Required work: Using the biographical entry on Henrie Monteith Treadwell, explain in one to three sentences why she attended high school in Virginia after the Brown ruling.

Provided passage:
-- Start --
Treadwell, Henrie Monteith
Educator, activist. Born Henrie Dobbins Monteith in 1946 to R. Rebecca Monteith in Columbia, South Carolina, Treadwell is a third-generation activist raised in “a home where issues of social justice, civil rights, were always at the forefront.” As a child, she lived on farmland acquired by her grandparents, Rachel Hull and Henry C. Monteith, at the intersection of Mason Road and North Main Street. Her grand- mother, a teacher and founder of the Monteith School, was an early member of the Niagara Movement and the local branch of the NAACP whom her children and grandchildren credited with their own activism. Other fixtures in Treadwell’s childhood were aunts Modjeska Monteith Simkins and Emma Monteith Wheeler and uncle, Dr. Henry Dobbins Monteith, who along with her own mother were active in the early civil rights movement.
Although Rebecca Monteith sent her daughter to Blessed Martin De Porres School, a private Catholic school in Columbia, rather than the resource-strapped Monteith School, Treadwell was always aware of the price paid by activists. She participated in the clothing and food drives led by her aunt, Modjeska Simkins, which helped Black families targeted for participating in the case Briggs v. Elliott, the Clarendon County case that became part of the landmark decision Brown v. Board of Education of Topeka. For Treadwell, “It was just what we did, and we did it all the time.” Following the Brown ruling, she attended another private school in Virginia, St. Francis de Sales High School in Powhatan, as a means of preparing her for an eventual challenge to the University of South Carolina’s (UofSC) policy against admitting Black students. Due to her aunt’s public role in the landmark ruling, out-of-state schooling provided a way for Treadwell’s mother to “shield [her] until it was time to act.”
-- End --
Data records:
-- Start --
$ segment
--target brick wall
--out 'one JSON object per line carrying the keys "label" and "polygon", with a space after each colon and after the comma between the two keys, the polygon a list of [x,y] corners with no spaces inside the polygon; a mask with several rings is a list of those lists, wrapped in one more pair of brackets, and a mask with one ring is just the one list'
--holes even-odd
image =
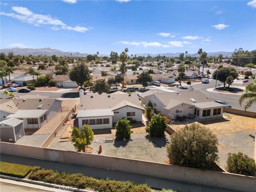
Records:
{"label": "brick wall", "polygon": [[0,142],[1,153],[173,180],[246,192],[256,191],[256,177],[172,165]]}

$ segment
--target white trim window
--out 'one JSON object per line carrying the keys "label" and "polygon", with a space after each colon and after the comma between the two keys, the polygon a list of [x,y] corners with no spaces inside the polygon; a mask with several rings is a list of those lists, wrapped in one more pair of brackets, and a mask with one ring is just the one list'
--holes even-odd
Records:
{"label": "white trim window", "polygon": [[178,109],[175,110],[175,113],[182,113],[182,109]]}

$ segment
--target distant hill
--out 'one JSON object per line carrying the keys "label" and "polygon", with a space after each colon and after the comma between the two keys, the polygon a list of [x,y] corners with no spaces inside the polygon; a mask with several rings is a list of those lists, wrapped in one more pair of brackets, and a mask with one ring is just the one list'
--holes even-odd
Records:
{"label": "distant hill", "polygon": [[[79,52],[64,52],[58,50],[58,49],[51,49],[50,48],[42,48],[41,49],[30,49],[28,48],[20,48],[17,47],[15,48],[12,48],[12,49],[0,49],[1,52],[3,52],[5,54],[8,54],[9,52],[12,52],[14,53],[14,55],[20,55],[28,56],[29,55],[44,55],[46,56],[51,56],[53,55],[56,55],[57,56],[69,56],[74,57],[86,57],[88,54],[93,54],[92,53],[80,53]],[[133,54],[134,56],[136,55],[136,56],[144,56],[146,57],[148,54],[150,56],[154,57],[160,55],[161,56],[163,56],[165,55],[166,57],[177,57],[179,56],[179,55],[180,54],[179,53],[159,53],[157,54],[152,54],[151,53],[143,53],[143,54]],[[218,52],[213,52],[207,53],[207,55],[208,56],[217,56],[220,54],[222,54],[223,57],[231,57],[232,55],[233,52],[227,52],[225,51],[220,51]],[[72,55],[71,55],[72,54]],[[130,56],[131,56],[131,54],[129,54]],[[197,56],[197,53],[194,53],[193,54],[188,54],[188,56]],[[109,56],[109,54],[99,54],[99,56]]]}

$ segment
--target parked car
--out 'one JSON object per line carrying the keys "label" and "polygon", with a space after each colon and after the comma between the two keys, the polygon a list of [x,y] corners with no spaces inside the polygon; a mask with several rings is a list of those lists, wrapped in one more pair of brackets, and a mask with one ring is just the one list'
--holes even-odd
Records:
{"label": "parked car", "polygon": [[109,91],[108,92],[109,93],[113,93],[114,92],[116,92],[116,91],[118,91],[118,88],[116,88],[116,87],[114,87],[113,88],[110,88],[109,89]]}
{"label": "parked car", "polygon": [[161,83],[159,81],[155,81],[153,84],[156,86],[160,86],[161,85]]}
{"label": "parked car", "polygon": [[127,92],[130,91],[131,92],[135,92],[136,90],[135,87],[128,87],[125,88],[123,90],[124,92]]}
{"label": "parked car", "polygon": [[222,104],[223,105],[226,105],[226,107],[229,107],[230,108],[232,108],[232,106],[230,105],[228,103],[227,103],[226,102],[225,102],[224,101],[220,101],[220,100],[216,100],[216,101],[214,101],[215,102],[217,102],[217,103],[220,103],[221,104]]}
{"label": "parked car", "polygon": [[28,88],[23,88],[18,91],[19,93],[28,93],[30,91],[31,91],[31,90]]}
{"label": "parked car", "polygon": [[3,85],[3,88],[9,88],[11,84],[12,84],[11,83],[7,83]]}
{"label": "parked car", "polygon": [[19,84],[17,84],[16,83],[13,83],[11,85],[11,86],[10,86],[10,87],[15,88],[15,87],[18,87],[20,86],[20,85]]}
{"label": "parked car", "polygon": [[13,87],[10,87],[6,89],[9,92],[15,92],[17,91],[17,89],[16,88],[14,88]]}
{"label": "parked car", "polygon": [[209,79],[202,79],[202,83],[209,83]]}

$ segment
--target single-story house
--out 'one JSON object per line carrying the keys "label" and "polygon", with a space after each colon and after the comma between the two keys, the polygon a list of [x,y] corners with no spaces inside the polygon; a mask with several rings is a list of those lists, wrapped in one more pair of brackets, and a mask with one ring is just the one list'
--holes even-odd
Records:
{"label": "single-story house", "polygon": [[77,87],[78,85],[71,81],[68,75],[57,75],[53,80],[56,86],[63,87]]}
{"label": "single-story house", "polygon": [[143,110],[136,94],[83,95],[76,118],[80,129],[85,124],[93,130],[111,128],[113,123],[124,118],[142,122]]}
{"label": "single-story house", "polygon": [[224,105],[209,99],[200,91],[156,93],[148,91],[140,95],[142,103],[151,103],[157,112],[168,118],[193,115],[199,119],[222,117]]}
{"label": "single-story house", "polygon": [[136,84],[137,83],[137,80],[138,79],[138,76],[139,75],[126,75],[124,76],[124,84],[126,85],[131,85],[133,84]]}
{"label": "single-story house", "polygon": [[0,140],[15,142],[24,136],[23,121],[10,118],[0,122]]}
{"label": "single-story house", "polygon": [[62,102],[53,98],[2,99],[1,120],[16,118],[24,121],[25,129],[40,128],[61,112]]}

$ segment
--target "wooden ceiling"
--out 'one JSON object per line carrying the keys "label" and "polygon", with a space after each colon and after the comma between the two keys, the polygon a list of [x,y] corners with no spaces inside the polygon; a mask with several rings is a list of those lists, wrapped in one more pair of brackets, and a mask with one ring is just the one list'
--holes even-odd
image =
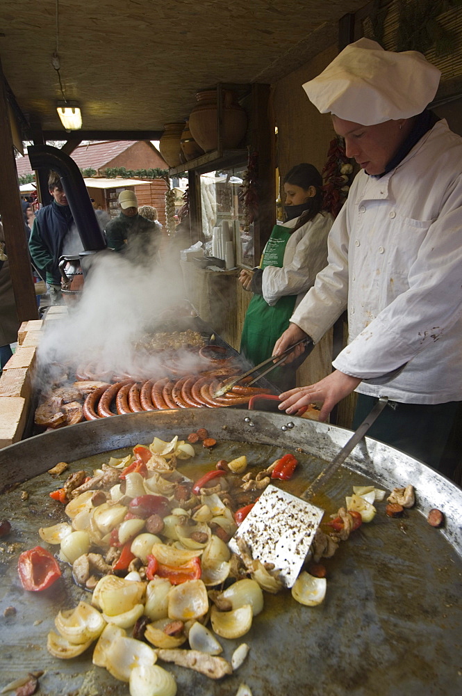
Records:
{"label": "wooden ceiling", "polygon": [[162,131],[217,82],[270,83],[336,43],[365,0],[1,0],[3,74],[29,122],[65,132],[56,104],[85,131]]}

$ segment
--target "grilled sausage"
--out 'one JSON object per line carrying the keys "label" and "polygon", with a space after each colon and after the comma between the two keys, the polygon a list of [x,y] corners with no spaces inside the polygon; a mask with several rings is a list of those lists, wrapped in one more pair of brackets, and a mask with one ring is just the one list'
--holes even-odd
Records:
{"label": "grilled sausage", "polygon": [[429,512],[427,521],[429,524],[431,524],[432,527],[440,527],[445,521],[444,514],[441,512],[441,510],[438,510],[438,508],[434,507]]}
{"label": "grilled sausage", "polygon": [[181,397],[185,404],[188,404],[188,407],[201,409],[204,406],[204,404],[201,404],[192,398],[192,385],[197,380],[197,377],[195,375],[188,378],[181,387]]}
{"label": "grilled sausage", "polygon": [[123,387],[125,384],[129,383],[133,384],[133,380],[124,379],[121,382],[116,382],[115,384],[112,384],[110,387],[108,387],[104,393],[102,395],[101,399],[99,400],[99,403],[98,404],[98,415],[101,416],[101,418],[106,418],[114,415],[110,410],[110,404],[113,400],[121,387]]}
{"label": "grilled sausage", "polygon": [[210,377],[199,377],[199,379],[197,379],[191,387],[191,398],[197,402],[198,404],[201,404],[202,406],[210,406],[201,395],[201,388],[204,384],[208,384],[211,381],[212,378]]}
{"label": "grilled sausage", "polygon": [[183,398],[181,395],[181,390],[183,389],[183,386],[187,379],[189,379],[190,375],[187,374],[184,377],[181,377],[179,379],[173,386],[172,390],[172,399],[174,401],[176,406],[179,406],[180,409],[188,409],[189,408],[189,404]]}
{"label": "grilled sausage", "polygon": [[162,396],[163,389],[168,381],[168,377],[163,377],[162,379],[158,379],[152,386],[151,398],[152,399],[152,403],[159,411],[164,411],[168,409]]}
{"label": "grilled sausage", "polygon": [[124,384],[117,393],[115,396],[115,408],[119,416],[131,413],[130,406],[129,406],[129,392],[132,386],[133,383],[129,381],[127,384]]}
{"label": "grilled sausage", "polygon": [[103,395],[106,389],[109,387],[107,384],[104,384],[101,387],[98,387],[94,391],[90,392],[87,398],[83,402],[83,417],[85,420],[97,420],[100,417],[96,413],[95,407],[96,404],[98,403],[100,397]]}
{"label": "grilled sausage", "polygon": [[172,390],[174,386],[174,383],[170,381],[169,379],[167,382],[164,385],[164,388],[162,390],[162,398],[167,404],[167,409],[177,409],[178,406],[175,404],[174,401],[172,398]]}
{"label": "grilled sausage", "polygon": [[156,411],[156,406],[152,403],[151,397],[154,384],[154,379],[148,379],[143,383],[140,390],[140,403],[143,411]]}
{"label": "grilled sausage", "polygon": [[144,410],[140,400],[140,387],[136,382],[132,384],[129,392],[129,408],[132,413],[140,413]]}

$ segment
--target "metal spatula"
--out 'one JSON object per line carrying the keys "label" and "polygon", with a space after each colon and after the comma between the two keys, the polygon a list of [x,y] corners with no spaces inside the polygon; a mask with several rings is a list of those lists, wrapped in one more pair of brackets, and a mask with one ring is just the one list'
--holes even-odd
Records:
{"label": "metal spatula", "polygon": [[237,539],[242,539],[252,557],[274,563],[284,585],[291,587],[324,514],[321,508],[306,501],[341,466],[388,401],[387,397],[379,400],[347,444],[299,498],[276,486],[268,486],[229,541],[232,551],[240,554]]}

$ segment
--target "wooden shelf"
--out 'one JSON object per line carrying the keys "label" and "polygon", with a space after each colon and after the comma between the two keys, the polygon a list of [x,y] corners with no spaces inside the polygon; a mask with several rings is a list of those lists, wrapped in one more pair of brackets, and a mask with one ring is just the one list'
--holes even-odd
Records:
{"label": "wooden shelf", "polygon": [[168,171],[169,176],[178,176],[179,174],[190,170],[194,170],[197,174],[205,174],[211,169],[220,169],[222,167],[229,168],[236,164],[245,164],[247,161],[247,149],[225,150],[221,157],[218,157],[218,150],[214,150],[213,152],[206,152],[195,159],[190,159],[184,164],[180,164],[177,167],[172,167]]}

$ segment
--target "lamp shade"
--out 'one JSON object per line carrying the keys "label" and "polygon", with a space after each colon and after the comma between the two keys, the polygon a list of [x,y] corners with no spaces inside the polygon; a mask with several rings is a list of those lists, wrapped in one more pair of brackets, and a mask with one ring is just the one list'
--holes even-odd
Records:
{"label": "lamp shade", "polygon": [[82,114],[77,102],[58,102],[56,111],[66,130],[82,127]]}

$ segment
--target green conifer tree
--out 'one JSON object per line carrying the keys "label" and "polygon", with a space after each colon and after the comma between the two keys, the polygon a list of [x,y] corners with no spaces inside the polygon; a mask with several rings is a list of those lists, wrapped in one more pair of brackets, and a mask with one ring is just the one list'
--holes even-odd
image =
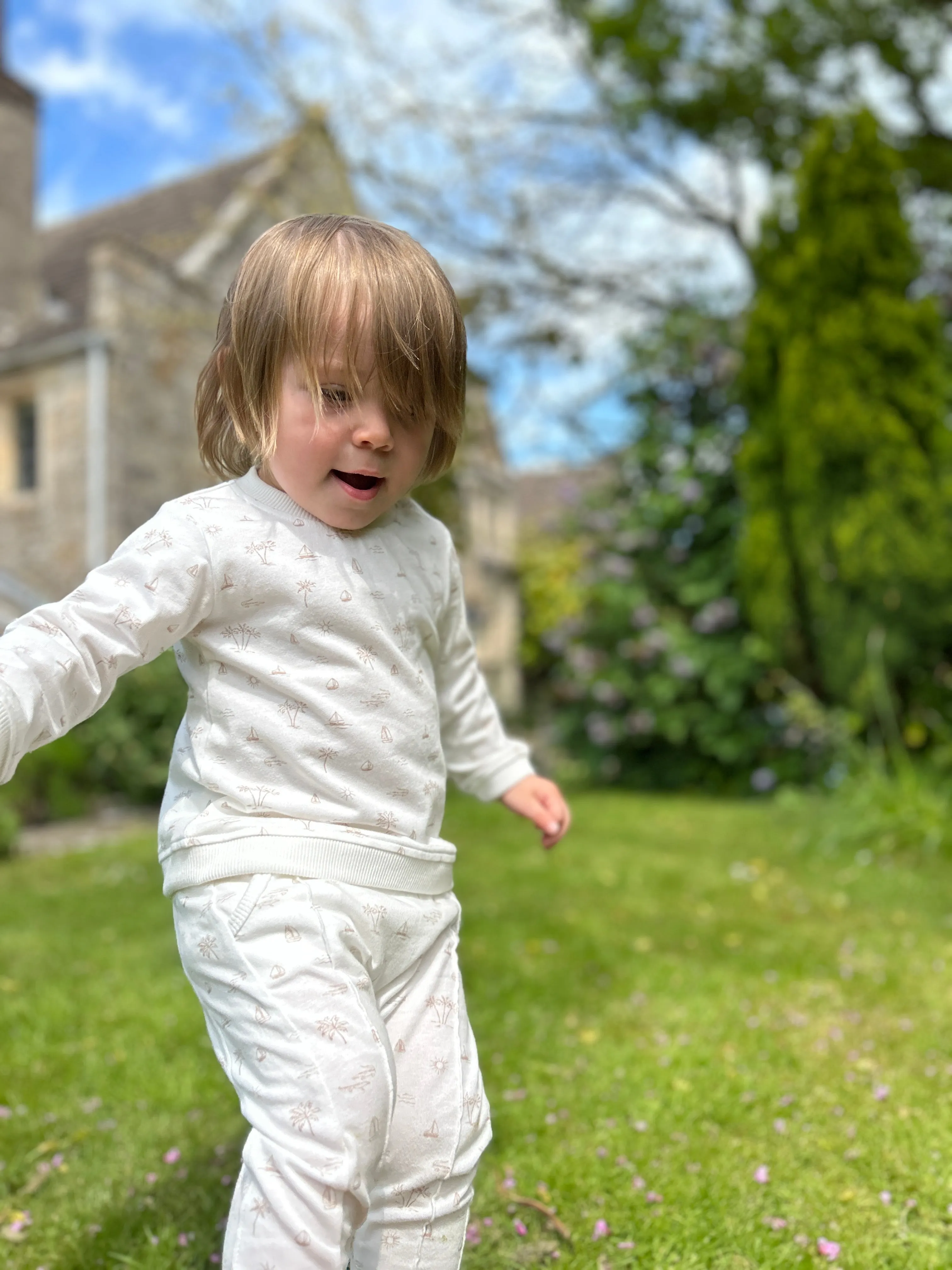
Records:
{"label": "green conifer tree", "polygon": [[796,227],[769,222],[757,255],[741,377],[746,611],[821,700],[867,718],[872,629],[905,710],[935,704],[952,644],[946,351],[913,295],[899,171],[871,114],[816,128]]}

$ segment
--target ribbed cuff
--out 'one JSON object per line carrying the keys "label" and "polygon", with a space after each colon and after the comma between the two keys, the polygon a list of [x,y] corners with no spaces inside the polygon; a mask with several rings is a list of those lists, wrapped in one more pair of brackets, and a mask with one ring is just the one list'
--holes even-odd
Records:
{"label": "ribbed cuff", "polygon": [[0,695],[0,785],[5,785],[17,771],[15,763],[10,767],[10,759],[15,753],[13,714],[8,709],[4,696]]}
{"label": "ribbed cuff", "polygon": [[529,762],[528,754],[520,754],[518,758],[510,759],[504,767],[498,768],[490,776],[485,776],[479,781],[467,782],[470,786],[470,792],[475,794],[477,799],[482,803],[491,803],[494,799],[501,798],[506,790],[510,790],[513,785],[518,785],[519,781],[526,780],[527,776],[534,776],[536,768]]}

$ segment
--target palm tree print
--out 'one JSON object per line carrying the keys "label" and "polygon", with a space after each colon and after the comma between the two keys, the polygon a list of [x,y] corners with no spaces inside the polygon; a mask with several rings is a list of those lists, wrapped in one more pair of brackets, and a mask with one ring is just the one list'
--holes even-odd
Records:
{"label": "palm tree print", "polygon": [[264,806],[265,801],[277,792],[277,790],[273,790],[267,785],[239,785],[239,794],[251,795],[253,808]]}
{"label": "palm tree print", "polygon": [[452,997],[426,997],[426,1006],[434,1013],[437,1027],[446,1027],[449,1016],[456,1011],[456,1002]]}
{"label": "palm tree print", "polygon": [[248,555],[258,556],[261,564],[274,564],[273,560],[268,559],[268,552],[273,551],[277,547],[277,545],[278,544],[274,542],[272,538],[268,538],[268,541],[249,542],[248,546],[245,547],[245,551]]}
{"label": "palm tree print", "polygon": [[319,1019],[315,1026],[319,1036],[322,1036],[325,1040],[334,1040],[335,1036],[340,1036],[347,1045],[347,1022],[343,1019],[331,1015],[329,1019]]}
{"label": "palm tree print", "polygon": [[166,533],[165,530],[150,530],[146,533],[146,546],[143,546],[142,550],[146,555],[150,555],[155,547],[170,547],[171,544],[171,533]]}
{"label": "palm tree print", "polygon": [[297,718],[298,715],[305,714],[307,706],[303,704],[303,701],[294,701],[291,697],[288,697],[284,702],[282,702],[282,705],[278,706],[278,714],[283,714],[292,728],[301,726],[297,721]]}
{"label": "palm tree print", "polygon": [[259,1220],[260,1220],[260,1219],[261,1219],[263,1217],[264,1217],[264,1218],[268,1218],[268,1217],[270,1217],[270,1215],[272,1215],[272,1206],[270,1206],[270,1204],[268,1203],[268,1200],[267,1200],[267,1199],[264,1199],[264,1196],[259,1196],[259,1198],[258,1198],[258,1199],[256,1199],[256,1200],[255,1200],[255,1201],[254,1201],[254,1203],[251,1204],[251,1212],[253,1212],[253,1213],[254,1213],[254,1215],[255,1215],[255,1219],[254,1219],[254,1224],[251,1226],[251,1233],[254,1234],[254,1233],[255,1233],[255,1231],[256,1231],[256,1228],[258,1228],[258,1223],[259,1223]]}
{"label": "palm tree print", "polygon": [[376,935],[380,931],[380,919],[387,916],[387,909],[383,904],[364,904],[363,916],[371,919],[371,926]]}
{"label": "palm tree print", "polygon": [[256,631],[254,626],[249,626],[248,622],[239,622],[237,626],[226,626],[222,635],[235,644],[237,653],[244,653],[253,639],[260,639],[261,632]]}
{"label": "palm tree print", "polygon": [[129,626],[133,631],[137,631],[142,625],[142,620],[136,617],[128,605],[121,605],[116,611],[116,617],[113,618],[113,626]]}
{"label": "palm tree print", "polygon": [[480,1093],[467,1093],[463,1099],[463,1106],[466,1107],[466,1119],[471,1125],[477,1125],[480,1123],[482,1096]]}
{"label": "palm tree print", "polygon": [[298,1102],[296,1107],[291,1109],[291,1124],[298,1133],[310,1133],[314,1138],[314,1125],[312,1120],[317,1119],[317,1113],[320,1107],[315,1106],[308,1099],[307,1102]]}

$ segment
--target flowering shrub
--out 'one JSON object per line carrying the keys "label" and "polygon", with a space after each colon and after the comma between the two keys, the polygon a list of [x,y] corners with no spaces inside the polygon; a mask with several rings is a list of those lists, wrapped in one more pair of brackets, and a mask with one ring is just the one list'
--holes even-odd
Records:
{"label": "flowering shrub", "polygon": [[546,632],[560,739],[597,779],[767,791],[803,780],[843,720],[777,669],[739,601],[741,518],[722,329],[680,316],[632,394],[642,432],[584,513],[586,606]]}

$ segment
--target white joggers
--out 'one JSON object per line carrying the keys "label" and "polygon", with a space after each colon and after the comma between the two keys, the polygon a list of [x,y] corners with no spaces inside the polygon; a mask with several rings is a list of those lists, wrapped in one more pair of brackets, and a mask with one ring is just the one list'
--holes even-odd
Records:
{"label": "white joggers", "polygon": [[225,1270],[457,1270],[490,1124],[452,892],[256,874],[174,913],[251,1125]]}

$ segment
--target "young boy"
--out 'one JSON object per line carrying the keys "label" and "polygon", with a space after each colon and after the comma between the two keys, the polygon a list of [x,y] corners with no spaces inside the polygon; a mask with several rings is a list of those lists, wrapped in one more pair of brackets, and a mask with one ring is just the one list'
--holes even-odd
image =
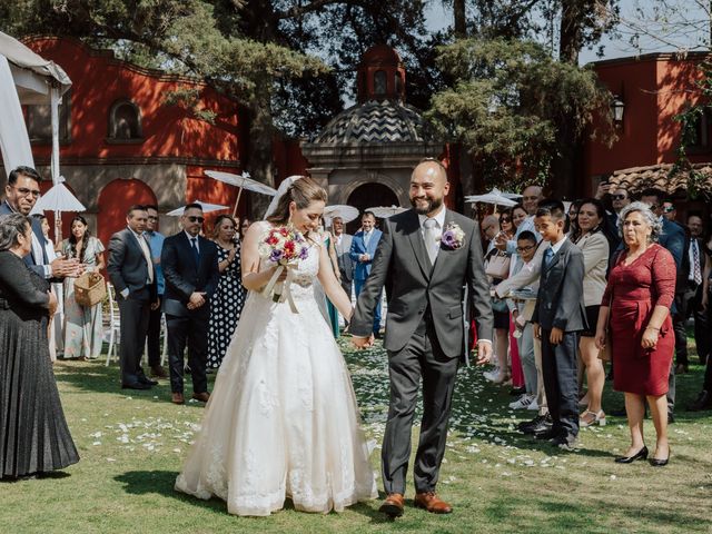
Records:
{"label": "young boy", "polygon": [[[536,236],[524,230],[516,239],[516,256],[514,256],[515,264],[512,269],[512,275],[515,276],[522,270],[528,270],[533,273],[538,269],[538,265],[535,265],[534,254],[536,253]],[[538,280],[531,285],[525,285],[511,291],[514,298],[507,299],[507,306],[514,318],[514,323],[520,330],[520,337],[516,340],[520,348],[520,359],[522,360],[522,370],[524,372],[524,386],[526,393],[523,394],[517,400],[510,404],[513,409],[531,409],[538,411],[538,404],[536,402],[536,383],[538,382],[536,360],[534,357],[534,334],[532,332],[532,313],[534,312],[534,303],[536,293],[538,290]],[[516,337],[516,335],[515,335]]]}
{"label": "young boy", "polygon": [[[544,389],[553,424],[541,439],[572,451],[578,435],[578,333],[586,325],[583,307],[583,253],[566,239],[566,216],[560,200],[540,204],[534,218],[537,231],[551,245],[544,250],[541,280],[532,324],[542,340]],[[546,245],[543,245],[546,246]]]}

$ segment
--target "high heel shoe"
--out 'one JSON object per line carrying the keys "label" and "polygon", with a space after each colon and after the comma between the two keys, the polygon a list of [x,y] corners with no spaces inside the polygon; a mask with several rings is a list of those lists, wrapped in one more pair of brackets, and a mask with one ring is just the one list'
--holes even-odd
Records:
{"label": "high heel shoe", "polygon": [[[655,451],[657,452],[657,451]],[[663,467],[665,465],[668,465],[668,463],[670,462],[670,453],[672,452],[672,449],[670,447],[668,447],[668,457],[666,458],[650,458],[650,465],[652,465],[653,467]]]}
{"label": "high heel shoe", "polygon": [[643,445],[643,448],[641,448],[633,456],[616,456],[615,463],[616,464],[632,464],[636,459],[646,459],[646,458],[647,458],[647,447],[645,445]]}
{"label": "high heel shoe", "polygon": [[581,417],[578,417],[578,426],[581,428],[586,428],[587,426],[593,425],[605,426],[605,413],[602,409],[597,413],[586,409]]}

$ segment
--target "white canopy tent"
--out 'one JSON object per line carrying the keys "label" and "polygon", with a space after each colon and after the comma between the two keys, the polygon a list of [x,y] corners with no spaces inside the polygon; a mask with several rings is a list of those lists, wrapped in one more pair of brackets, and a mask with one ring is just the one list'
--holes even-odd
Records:
{"label": "white canopy tent", "polygon": [[61,67],[17,39],[0,32],[0,151],[9,174],[19,165],[34,167],[21,105],[50,105],[52,121],[52,184],[59,179],[59,102],[71,86]]}

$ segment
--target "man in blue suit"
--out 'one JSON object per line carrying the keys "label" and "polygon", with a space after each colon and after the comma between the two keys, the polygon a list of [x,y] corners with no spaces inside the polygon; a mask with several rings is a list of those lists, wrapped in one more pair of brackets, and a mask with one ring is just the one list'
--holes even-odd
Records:
{"label": "man in blue suit", "polygon": [[[40,198],[40,175],[31,167],[21,166],[13,169],[8,177],[7,186],[4,186],[6,198],[0,204],[0,215],[30,215]],[[42,245],[44,243],[42,224],[36,218],[31,218],[31,220],[32,250],[23,258],[27,266],[46,279],[79,276],[83,271],[83,266],[76,258],[57,258],[50,264]]]}
{"label": "man in blue suit", "polygon": [[[378,241],[383,233],[376,228],[376,216],[372,211],[364,211],[360,218],[360,230],[354,235],[352,240],[350,258],[356,264],[354,269],[354,290],[356,298],[366,284],[366,278],[370,275],[370,266],[378,248]],[[374,336],[380,337],[380,295],[376,299],[374,313]]]}
{"label": "man in blue suit", "polygon": [[168,327],[171,402],[184,404],[184,353],[192,378],[192,398],[207,403],[208,322],[210,299],[218,287],[218,249],[200,236],[205,218],[199,204],[185,207],[182,230],[166,238],[160,255],[166,288],[164,313]]}

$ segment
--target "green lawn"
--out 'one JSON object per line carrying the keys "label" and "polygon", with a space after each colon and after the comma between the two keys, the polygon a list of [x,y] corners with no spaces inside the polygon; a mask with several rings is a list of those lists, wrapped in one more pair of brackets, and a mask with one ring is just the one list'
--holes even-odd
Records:
{"label": "green lawn", "polygon": [[[376,468],[387,412],[385,353],[347,352],[346,358],[367,433],[377,443]],[[51,478],[0,483],[0,533],[712,532],[712,412],[683,411],[700,388],[700,366],[679,377],[672,459],[657,469],[643,462],[613,463],[627,446],[624,418],[609,417],[607,426],[582,431],[577,453],[521,436],[514,429],[517,417],[532,413],[510,411],[512,397],[486,383],[482,369],[461,369],[438,486],[455,511],[434,516],[408,502],[395,523],[382,517],[378,502],[343,514],[312,515],[287,506],[271,517],[249,518],[228,515],[219,500],[178,494],[174,479],[201,404],[171,405],[166,380],[151,392],[127,394],[118,387],[116,364],[60,362],[56,374],[81,462]],[[606,384],[604,408],[621,403]],[[645,429],[652,446],[650,421]]]}

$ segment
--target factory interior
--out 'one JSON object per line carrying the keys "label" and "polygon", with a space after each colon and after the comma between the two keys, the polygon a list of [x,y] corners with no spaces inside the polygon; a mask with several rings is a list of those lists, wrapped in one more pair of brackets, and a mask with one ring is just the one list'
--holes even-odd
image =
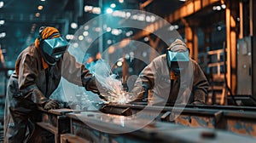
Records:
{"label": "factory interior", "polygon": [[[59,101],[58,109],[38,109],[41,142],[256,142],[256,1],[0,0],[0,142],[8,142],[9,78],[41,26],[58,29],[67,51],[109,90],[97,94],[61,77],[48,97]],[[157,88],[127,100],[123,93],[133,91],[158,56],[168,56],[177,38],[208,83],[204,103],[169,103],[168,89],[159,94],[164,104],[151,105]],[[171,77],[154,86],[171,85],[167,72]],[[190,77],[193,83],[201,78]],[[201,94],[196,89],[189,89],[195,97]]]}

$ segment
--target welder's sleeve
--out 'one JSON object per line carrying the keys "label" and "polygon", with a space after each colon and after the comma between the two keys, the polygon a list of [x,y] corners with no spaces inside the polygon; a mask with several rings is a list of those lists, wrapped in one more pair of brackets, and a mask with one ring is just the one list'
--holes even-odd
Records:
{"label": "welder's sleeve", "polygon": [[130,97],[131,100],[137,101],[146,98],[148,90],[152,89],[154,84],[155,68],[155,63],[153,61],[142,71],[131,91],[133,96]]}
{"label": "welder's sleeve", "polygon": [[208,89],[208,81],[196,63],[194,71],[194,82],[193,82],[193,89],[195,92],[195,103],[206,103],[206,99],[207,96],[207,89]]}
{"label": "welder's sleeve", "polygon": [[95,77],[84,65],[76,61],[76,59],[68,52],[65,53],[62,67],[62,76],[70,83],[83,86],[86,90],[99,94],[98,83]]}
{"label": "welder's sleeve", "polygon": [[37,105],[44,105],[48,99],[37,87],[35,81],[38,66],[36,59],[31,54],[24,54],[16,64],[19,64],[18,83],[21,95]]}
-- End --
Task answer: She attended St. Francis de Sales High School in Powhatan, Virginia, to prepare for an eventual challenge to the University of South Carolina's policy against admitting Black students. Because her aunt, Modjeska Simkins, had a public role in the landmark ruling, schooling out of state let her mother "shield [her] until it was time to act."